## WORK REQUIRED
Everything from the line holding "Target: brick wall" through the final line of the entries below is to be duplicated exactly, and nothing outside that span.

## MATERIAL SUPPLIED
════════
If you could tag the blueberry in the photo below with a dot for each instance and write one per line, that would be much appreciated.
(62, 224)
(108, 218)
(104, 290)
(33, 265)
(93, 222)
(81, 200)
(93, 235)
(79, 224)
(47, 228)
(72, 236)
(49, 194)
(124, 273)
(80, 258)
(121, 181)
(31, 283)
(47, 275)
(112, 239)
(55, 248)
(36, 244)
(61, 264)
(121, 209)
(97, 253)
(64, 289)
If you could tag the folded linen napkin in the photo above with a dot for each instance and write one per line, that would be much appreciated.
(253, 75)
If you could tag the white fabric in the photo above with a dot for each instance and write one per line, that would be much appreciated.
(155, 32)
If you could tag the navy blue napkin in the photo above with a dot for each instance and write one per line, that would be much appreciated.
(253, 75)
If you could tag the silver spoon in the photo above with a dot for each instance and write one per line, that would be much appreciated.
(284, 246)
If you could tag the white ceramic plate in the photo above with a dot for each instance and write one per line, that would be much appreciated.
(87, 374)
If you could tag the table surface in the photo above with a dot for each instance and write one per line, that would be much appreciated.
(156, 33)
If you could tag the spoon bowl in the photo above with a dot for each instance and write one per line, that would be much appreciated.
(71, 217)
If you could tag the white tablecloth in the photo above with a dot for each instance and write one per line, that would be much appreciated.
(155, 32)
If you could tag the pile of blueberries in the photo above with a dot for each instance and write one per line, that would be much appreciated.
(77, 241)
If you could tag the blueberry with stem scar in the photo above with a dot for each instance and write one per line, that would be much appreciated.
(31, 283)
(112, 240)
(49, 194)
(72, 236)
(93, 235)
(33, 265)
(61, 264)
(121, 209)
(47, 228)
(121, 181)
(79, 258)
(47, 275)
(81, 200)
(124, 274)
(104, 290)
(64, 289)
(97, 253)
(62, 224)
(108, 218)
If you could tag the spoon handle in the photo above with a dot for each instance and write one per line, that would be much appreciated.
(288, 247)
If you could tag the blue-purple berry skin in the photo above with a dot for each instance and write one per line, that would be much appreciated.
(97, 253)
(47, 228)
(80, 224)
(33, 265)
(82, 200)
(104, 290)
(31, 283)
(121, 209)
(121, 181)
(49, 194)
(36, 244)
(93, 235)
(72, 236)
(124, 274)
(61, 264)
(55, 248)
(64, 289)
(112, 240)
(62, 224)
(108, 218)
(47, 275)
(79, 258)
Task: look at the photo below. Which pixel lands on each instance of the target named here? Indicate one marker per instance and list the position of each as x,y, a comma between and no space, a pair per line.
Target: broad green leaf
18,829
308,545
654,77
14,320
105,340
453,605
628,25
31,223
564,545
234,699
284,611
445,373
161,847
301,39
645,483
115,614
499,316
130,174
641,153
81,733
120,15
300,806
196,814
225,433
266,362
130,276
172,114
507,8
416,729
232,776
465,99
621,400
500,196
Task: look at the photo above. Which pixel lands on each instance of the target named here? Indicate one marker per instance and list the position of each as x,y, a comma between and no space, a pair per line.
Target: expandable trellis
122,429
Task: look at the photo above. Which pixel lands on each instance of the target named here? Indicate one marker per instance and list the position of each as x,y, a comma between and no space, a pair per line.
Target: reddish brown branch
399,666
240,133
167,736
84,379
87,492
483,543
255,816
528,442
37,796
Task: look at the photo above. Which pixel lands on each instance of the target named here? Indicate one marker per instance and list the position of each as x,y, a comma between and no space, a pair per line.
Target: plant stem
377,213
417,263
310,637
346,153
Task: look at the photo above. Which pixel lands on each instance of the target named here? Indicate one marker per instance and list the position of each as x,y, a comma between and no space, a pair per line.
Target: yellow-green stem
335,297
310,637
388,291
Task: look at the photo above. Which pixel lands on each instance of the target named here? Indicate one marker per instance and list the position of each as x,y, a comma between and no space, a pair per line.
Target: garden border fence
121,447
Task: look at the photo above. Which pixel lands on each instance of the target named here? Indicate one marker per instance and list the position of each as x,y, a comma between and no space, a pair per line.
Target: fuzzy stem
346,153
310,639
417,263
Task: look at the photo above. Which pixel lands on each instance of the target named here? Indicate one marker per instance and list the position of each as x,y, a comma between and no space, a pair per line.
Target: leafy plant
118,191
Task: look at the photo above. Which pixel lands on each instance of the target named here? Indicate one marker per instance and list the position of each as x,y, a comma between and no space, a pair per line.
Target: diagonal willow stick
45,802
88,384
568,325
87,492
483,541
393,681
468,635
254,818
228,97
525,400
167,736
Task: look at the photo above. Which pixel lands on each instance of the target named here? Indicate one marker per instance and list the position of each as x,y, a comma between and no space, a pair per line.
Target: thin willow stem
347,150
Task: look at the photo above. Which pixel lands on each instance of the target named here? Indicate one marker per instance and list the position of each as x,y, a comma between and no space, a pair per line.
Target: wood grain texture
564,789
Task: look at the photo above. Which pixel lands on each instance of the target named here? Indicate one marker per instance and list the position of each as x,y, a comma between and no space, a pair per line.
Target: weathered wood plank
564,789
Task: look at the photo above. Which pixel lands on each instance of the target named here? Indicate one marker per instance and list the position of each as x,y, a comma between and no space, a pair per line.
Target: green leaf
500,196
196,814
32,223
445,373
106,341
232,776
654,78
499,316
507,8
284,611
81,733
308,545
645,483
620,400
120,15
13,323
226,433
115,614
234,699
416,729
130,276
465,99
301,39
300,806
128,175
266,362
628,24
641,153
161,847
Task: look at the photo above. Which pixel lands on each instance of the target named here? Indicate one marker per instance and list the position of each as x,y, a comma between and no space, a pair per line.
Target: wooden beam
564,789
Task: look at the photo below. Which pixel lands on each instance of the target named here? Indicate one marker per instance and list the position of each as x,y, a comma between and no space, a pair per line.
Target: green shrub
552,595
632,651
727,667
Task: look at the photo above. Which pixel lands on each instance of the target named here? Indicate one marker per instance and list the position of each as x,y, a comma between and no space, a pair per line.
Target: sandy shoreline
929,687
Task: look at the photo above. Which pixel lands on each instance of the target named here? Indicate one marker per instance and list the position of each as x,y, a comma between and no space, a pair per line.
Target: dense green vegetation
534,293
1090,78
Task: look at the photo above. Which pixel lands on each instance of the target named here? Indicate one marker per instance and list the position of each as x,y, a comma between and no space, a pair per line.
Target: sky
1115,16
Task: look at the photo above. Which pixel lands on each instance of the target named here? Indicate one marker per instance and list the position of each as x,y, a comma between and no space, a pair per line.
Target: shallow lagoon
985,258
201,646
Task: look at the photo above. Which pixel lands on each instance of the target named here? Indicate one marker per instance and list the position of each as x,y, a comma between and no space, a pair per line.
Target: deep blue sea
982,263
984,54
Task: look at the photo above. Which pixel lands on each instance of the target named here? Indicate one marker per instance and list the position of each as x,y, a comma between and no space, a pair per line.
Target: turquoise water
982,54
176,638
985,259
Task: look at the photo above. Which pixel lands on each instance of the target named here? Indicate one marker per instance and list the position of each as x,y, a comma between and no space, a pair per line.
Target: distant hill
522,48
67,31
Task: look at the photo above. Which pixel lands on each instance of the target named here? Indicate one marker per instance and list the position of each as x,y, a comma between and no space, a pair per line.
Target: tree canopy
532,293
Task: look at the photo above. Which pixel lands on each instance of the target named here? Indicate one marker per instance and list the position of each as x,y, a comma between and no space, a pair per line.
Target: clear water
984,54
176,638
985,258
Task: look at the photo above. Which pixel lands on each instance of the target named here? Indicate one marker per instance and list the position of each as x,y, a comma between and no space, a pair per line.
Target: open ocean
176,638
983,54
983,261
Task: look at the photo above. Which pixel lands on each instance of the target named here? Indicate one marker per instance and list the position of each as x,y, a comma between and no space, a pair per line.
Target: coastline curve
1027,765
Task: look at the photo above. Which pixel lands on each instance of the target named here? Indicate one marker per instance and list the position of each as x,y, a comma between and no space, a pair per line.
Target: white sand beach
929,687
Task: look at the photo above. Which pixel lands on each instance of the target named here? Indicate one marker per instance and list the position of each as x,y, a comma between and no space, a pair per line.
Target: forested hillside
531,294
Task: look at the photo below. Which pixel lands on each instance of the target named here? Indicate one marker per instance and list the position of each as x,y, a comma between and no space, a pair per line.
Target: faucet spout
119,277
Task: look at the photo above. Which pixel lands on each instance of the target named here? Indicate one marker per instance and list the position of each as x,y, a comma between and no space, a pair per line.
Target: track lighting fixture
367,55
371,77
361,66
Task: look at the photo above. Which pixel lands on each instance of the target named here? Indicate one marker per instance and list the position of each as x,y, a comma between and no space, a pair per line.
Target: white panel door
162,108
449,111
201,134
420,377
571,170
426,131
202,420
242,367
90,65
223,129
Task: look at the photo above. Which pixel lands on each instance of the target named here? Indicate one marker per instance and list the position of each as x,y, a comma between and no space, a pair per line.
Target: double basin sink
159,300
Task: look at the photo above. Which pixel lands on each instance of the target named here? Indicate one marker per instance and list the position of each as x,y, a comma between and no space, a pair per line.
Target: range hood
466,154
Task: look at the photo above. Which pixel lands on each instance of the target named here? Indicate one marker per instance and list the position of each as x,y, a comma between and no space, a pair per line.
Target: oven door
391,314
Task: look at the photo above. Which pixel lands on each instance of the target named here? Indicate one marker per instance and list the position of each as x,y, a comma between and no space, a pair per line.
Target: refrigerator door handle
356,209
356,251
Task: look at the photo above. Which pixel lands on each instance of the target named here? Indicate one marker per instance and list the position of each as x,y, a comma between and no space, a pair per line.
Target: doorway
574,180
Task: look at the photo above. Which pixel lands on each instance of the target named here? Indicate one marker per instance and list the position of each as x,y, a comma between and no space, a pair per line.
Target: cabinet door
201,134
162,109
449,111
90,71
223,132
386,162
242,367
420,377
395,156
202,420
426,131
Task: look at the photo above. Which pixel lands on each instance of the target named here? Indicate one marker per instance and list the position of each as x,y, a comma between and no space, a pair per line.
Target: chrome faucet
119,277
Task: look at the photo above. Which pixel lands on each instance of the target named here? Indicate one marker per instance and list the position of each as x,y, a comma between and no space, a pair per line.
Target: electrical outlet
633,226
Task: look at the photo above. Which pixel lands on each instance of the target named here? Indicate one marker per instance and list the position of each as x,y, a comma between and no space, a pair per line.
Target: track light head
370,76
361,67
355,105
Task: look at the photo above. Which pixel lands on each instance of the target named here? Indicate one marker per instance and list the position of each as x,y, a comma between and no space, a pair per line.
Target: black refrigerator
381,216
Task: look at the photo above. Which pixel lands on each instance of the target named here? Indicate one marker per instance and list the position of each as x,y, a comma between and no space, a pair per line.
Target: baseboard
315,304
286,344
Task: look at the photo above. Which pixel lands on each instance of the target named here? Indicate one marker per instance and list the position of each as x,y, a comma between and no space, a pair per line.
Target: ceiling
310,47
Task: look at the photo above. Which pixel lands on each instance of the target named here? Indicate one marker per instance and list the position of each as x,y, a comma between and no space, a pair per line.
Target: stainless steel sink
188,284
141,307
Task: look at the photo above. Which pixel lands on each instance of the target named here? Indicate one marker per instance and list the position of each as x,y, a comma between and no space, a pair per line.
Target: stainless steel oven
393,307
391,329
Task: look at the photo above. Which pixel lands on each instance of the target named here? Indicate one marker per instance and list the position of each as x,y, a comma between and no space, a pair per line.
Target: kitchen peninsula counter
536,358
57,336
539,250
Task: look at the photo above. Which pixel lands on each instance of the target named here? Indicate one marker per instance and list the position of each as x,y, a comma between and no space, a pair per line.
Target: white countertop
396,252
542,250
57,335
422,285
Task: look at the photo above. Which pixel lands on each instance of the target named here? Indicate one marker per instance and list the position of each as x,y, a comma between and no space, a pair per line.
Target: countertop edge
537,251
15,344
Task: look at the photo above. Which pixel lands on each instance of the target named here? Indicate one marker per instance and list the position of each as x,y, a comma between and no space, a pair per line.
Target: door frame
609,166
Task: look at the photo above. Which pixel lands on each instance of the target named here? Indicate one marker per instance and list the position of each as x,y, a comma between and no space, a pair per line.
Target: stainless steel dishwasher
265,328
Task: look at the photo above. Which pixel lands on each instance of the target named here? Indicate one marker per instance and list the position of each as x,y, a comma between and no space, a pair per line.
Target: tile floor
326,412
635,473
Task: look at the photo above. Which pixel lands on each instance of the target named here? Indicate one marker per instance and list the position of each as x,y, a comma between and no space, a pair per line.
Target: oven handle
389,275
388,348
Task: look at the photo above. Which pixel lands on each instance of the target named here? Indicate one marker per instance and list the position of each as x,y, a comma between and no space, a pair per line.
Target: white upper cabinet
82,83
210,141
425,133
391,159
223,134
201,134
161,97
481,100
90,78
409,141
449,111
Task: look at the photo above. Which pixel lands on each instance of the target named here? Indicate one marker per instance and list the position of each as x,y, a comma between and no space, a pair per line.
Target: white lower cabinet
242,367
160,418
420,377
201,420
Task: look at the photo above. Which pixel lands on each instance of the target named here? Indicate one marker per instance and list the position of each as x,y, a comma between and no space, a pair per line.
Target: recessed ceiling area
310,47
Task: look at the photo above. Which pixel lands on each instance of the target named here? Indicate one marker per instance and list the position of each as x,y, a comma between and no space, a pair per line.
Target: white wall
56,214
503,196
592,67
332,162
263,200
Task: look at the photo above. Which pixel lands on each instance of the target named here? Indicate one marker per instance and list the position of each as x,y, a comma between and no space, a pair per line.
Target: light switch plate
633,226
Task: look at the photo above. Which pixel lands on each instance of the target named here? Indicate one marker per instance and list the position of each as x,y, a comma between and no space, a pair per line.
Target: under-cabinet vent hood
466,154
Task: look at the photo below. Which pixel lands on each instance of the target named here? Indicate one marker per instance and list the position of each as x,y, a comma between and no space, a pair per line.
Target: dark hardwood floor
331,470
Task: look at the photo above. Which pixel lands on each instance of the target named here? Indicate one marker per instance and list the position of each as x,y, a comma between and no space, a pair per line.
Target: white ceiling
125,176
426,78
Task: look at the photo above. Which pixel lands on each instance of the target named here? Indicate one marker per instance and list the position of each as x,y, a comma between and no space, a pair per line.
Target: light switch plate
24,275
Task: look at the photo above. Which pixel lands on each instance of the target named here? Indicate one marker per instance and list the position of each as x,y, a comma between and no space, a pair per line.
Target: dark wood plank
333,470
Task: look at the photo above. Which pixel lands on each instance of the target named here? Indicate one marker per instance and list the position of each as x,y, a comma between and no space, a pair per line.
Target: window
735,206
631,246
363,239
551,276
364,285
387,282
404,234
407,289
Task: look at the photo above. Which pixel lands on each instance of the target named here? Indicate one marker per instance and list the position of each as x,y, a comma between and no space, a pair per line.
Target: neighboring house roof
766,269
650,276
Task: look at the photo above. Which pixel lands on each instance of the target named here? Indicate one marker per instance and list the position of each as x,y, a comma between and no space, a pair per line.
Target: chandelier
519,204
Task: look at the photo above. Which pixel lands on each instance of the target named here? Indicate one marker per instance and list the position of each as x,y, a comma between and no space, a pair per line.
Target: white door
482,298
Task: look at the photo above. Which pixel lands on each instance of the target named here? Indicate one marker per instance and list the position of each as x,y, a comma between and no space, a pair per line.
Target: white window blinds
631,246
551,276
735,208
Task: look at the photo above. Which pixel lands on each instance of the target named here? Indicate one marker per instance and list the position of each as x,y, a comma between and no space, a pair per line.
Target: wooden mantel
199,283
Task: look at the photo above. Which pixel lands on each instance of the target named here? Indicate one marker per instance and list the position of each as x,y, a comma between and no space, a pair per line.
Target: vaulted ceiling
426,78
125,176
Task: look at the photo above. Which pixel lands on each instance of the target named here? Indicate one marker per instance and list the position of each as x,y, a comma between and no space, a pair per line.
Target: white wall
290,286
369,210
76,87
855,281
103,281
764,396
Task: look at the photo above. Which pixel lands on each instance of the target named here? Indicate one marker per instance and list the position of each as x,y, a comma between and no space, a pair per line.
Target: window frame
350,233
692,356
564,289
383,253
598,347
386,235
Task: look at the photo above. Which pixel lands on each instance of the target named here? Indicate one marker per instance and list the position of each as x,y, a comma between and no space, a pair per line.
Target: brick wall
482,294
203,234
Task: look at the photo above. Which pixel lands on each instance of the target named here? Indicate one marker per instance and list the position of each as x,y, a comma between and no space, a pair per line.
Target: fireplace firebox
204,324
════════
## RESULT OF THE TASK
Target: brick wall
482,294
203,234
Task: look at the photo above. Which pixel lands on each instance of the target named here? Indicate one marker per instance and list the position of each as x,y, a comma between and no space, a pair per line.
Target: fireplace firebox
204,324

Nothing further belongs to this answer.